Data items
──────
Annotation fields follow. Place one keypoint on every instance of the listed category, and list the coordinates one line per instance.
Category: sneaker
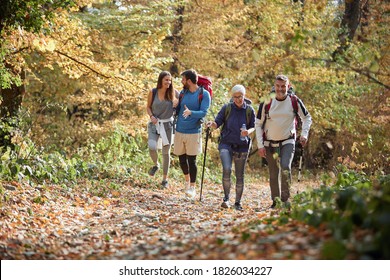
(238, 206)
(164, 184)
(225, 204)
(190, 192)
(153, 170)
──────
§ **Task details**
Give back every entry in its exact wording, leaving the pictures out.

§ **Task output**
Annotation fields follow. Place one keypoint on every instance of the listed category, and list the coordinates one line per instance.
Category: sneaker
(238, 206)
(164, 184)
(225, 204)
(190, 192)
(153, 170)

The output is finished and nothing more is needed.